▶ Extracted text:

## START

Separate apps for various retail stores. I don't want a home depot app. I don't want a kroger app. We have a generic app for this category called a web browser. If you want me to download a specialized app for your store, I assume that means that my browser does not sufficiently breach my privacy for your "business purposes."
The only one I use is Safeway, to scan the in-store coupons. I'm not sure how much info they can get, because the app fails to load until I pause my VPN.
Dude the phone "app" is 100% on the list for me too.
As a stop gap between good web design including PWAs it made sense at a time, but 99% of apps are just bloated websites that data and power for no noticeable gains...
K-cups are really amazinlgy bad. And it's not like there aren't much better solutions available. Philips has those fully bio-degradable pads, a local store now sells a type of coffee maker that uses just the coffee powder in balls where the outer shell is compressed grounds that is cracked open to get to the powder inside.
But no, Keurig and their fucking oceans of plastic waste.
Nespresso has ones that are fully metal, and so can be shredded and separated by mass to get scrap aluminum and prime compost fodder. They accept them back by mail.
Keurigs are actually pretty convenient when you're only making one cup. The trick is to get one of the reusable filters and just use whatever coffee you like.
Yes, it's a waste, but the whole thing was blown way the hell out of proportion.
I hike, kayak, canoe, whatever, all over the place. Every plastic bottle I pick up contains, what, 5 times the plastic? I pick up a LOT. And nobody thinks twice or raises a fuss.
We use a Keurig, but either with plastic refill cups or paper bags my wife brings home from the hotel.
K cups are now fully recycled (as long as it's opened/not sealed)
It was a massive problem. Keurig did their due diligence and took care of it, significantly.
I promise I'm not a shill. I worked for Keurig and quit my first day because I got yelled at for bleeding on the product when a kcup cut my finger. I don't like Keurig. I don't use kcups.

## END

▶ Extracted data:
## START

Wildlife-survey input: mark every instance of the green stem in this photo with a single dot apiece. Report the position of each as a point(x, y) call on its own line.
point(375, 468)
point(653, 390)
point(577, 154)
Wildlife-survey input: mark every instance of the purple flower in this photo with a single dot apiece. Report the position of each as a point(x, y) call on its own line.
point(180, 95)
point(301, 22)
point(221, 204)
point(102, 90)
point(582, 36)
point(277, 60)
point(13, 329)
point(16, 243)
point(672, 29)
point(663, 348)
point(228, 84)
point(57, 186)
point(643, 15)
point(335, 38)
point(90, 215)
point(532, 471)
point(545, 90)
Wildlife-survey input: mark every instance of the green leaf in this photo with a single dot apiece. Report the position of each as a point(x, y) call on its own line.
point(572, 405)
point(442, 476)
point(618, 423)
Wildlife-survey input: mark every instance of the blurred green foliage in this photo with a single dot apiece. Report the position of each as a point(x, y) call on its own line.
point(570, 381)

## END

▶ Tasks and exercises:
a - In the discussion, what does the one person who uses a store app say they use the Safeway app for?
b - Please reproduce the discussion from "The only one" up to and including "pause my VPN.", swapping "VPN" for "ad blocker".

▶ Worked answers:
a - To scan the in-store coupons.

b -
The only one I use is Safeway, to scan the in-store coupons. I'm not sure how much info they can get, because the app fails to load until I pause my ad blocker.